=== MATERIAL FOR THIS TASK ===

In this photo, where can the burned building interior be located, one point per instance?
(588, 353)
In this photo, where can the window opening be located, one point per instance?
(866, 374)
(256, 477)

===

* _EXERCISE OBJECTIVE_:
Update the lines above so that every occurrence of "one point per instance" becomes "one point for each instance", and leave everything else as it is.

* _COMPLETED EXERCISE_:
In this photo, where can the burned building interior be located, one point for each instance?
(588, 353)
In this photo, where can the window opening be located, one point for each instance?
(866, 374)
(256, 477)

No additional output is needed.